---------- MATERIAL FORNECIDO ----------
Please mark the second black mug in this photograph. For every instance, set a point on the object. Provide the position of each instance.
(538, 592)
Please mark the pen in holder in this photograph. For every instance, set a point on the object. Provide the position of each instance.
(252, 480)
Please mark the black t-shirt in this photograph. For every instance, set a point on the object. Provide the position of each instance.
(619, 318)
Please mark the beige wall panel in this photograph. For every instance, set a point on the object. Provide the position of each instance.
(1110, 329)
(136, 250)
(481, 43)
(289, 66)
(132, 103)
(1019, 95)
----------
- O QUE SE PEDE -
Coloque todos os itens acima em um CSV de duas colunas, "enunciado" e "resposta", com uma linha por item. Cada valor deve ficar em um único campo entre aspas, com as quebras de linha trocadas por espaços.

- RESPOSTA À TAREFA -
enunciado,resposta
"Please mark the second black mug in this photograph. For every instance, set a point on the object. Provide the position of each instance.","(538, 592)"
"Please mark the pen in holder in this photograph. For every instance, set a point on the object. Provide the position of each instance.","(252, 480)"
"Please mark the black t-shirt in this photograph. For every instance, set a point on the object. Provide the position of each instance.","(619, 318)"
"Please mark the beige wall panel in this photograph. For every instance, set a point on the object. Provide the position of each instance.","(1110, 329) (136, 250) (481, 43) (289, 66) (132, 103) (1019, 95)"